EXERCISE -
Please carry on the homework-help thread about the bee flying from a light pole to a picnic blanket, starting after its last post.

EXCERPT PROVIDED -
**********

# Homework Help: Find the multiple integral for a modeled problem

1. Nov 16, 2016

### xipe

1. The problem statement, all variables and given/known data
A 12 foot light pole stands at the corner of an 8 foot by 10 foot rectangular picnic blanket spread out on the ground. A bee flies in a straight line from a point P on the pole to a point Q on the blanket.

Set up a multiple integral whose value represents the average length of all possible paths along which the bee could fly.

2. Relevant equations
None so far.

3. The attempt at a solution
After sketching the situation, I think spherical coordinates would be best to use, but I am having trouble figuring out the bounds. I think that rho would go from sqrt(12^2+8^2) to sqrt(12^2+10^2+8^2), these being the shortest and longest length of rho from the top of the pole to the corners of the blanket. This would only give half of the region of the blanket though. If i could find an integral and multiply it by 2, it should work. If this were the case, theta would go from 0 to pi/2. My main issue would be finding the values for phi. I would imagine it would go from (pi/2)+tan^-1(12/sqrt(10^2+8^2) to pi. My other concern is that maybe rho has to be a function of phi somehow. Sorry for the confusing description, but this problem is giving me a lot of issues. Any advice to point me in the right direction would be immensely appreciated! Thank you!

2. Nov 16, 2016

### BvU

Hi xipe,
why do you think that ? Suppose I would think Cartesian coordinates were the best, how would you weigh our mututal proposals ?

3. Nov 16, 2016

### PeroK

I can't see how spherical coordinates will help here. Quite the opposite!

4. Nov 16, 2016

### xipe

So if I used Cartesian coords, would it just be 0<=x<=8,0<=y<=10,0<=z<=slope of the hypotenuse from the top of the pole to out outskirts of the blanket? My difficulty is accounting for the shape of the area of integration.

**********

PROVIDED MATERIAL -
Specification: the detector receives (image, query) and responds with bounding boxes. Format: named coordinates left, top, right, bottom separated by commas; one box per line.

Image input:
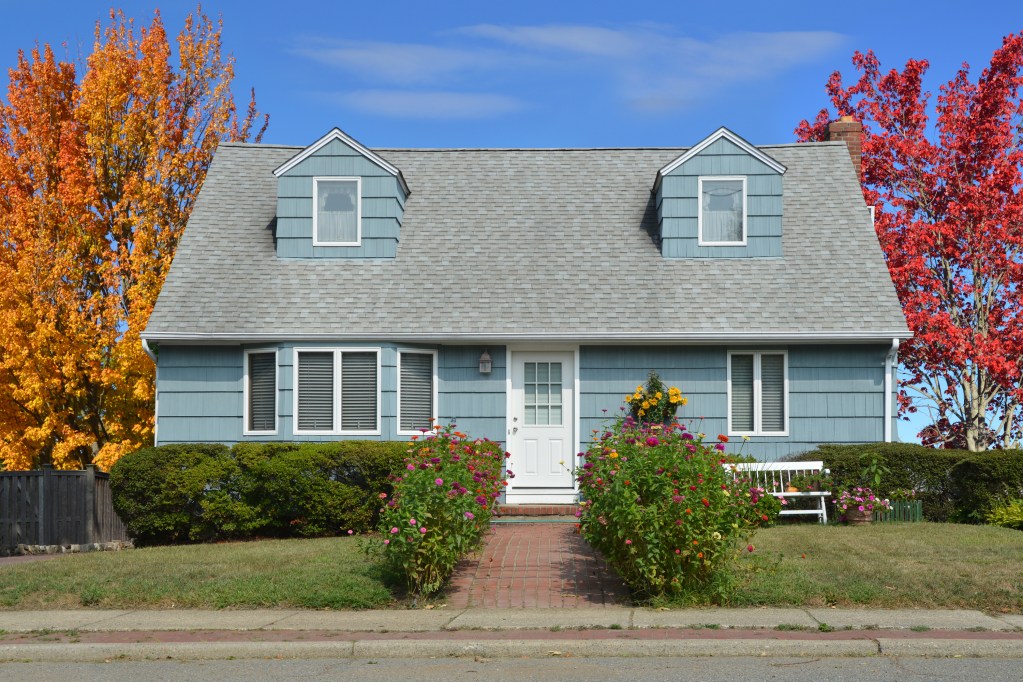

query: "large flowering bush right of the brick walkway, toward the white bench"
left=579, top=417, right=781, bottom=601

**********

TASK OUTPUT -
5. Nov 16, 2016

### Ray Vickson

If the bee flies from (0,0,z) to (x,y,0) you do not need any restrictions on the slope of the hypotenuse. The only restrictions are 0 ≤ z ≤ 12, 0 ≤ x ≤ 8 and 0 ≤ y ≤ 10.

6. Nov 16, 2016

### xipe

That's what I thought originally, but wouldn't that give you a cubic volume when you integrate it? I'm missing something, otherwise the integrand should just be dxdydz?
And to find the average value, the volume of the region of integration is another confusing thing to figure out.

7. Nov 16, 2016

### BvU

Does that give you a length ?
Draw the line from (0,0,z) to (x,y,0) and write an expression for the length ...

8. Nov 16, 2016

### xipe

Would that length be sqrt(z^2+sqrt(x^2+y^2))?
I apologize for all of the questions and greatly appreciate all of your help.

9. Nov 16, 2016

### PeroK

You don't need that second square root. Just use the distance in Cartesian coordinates.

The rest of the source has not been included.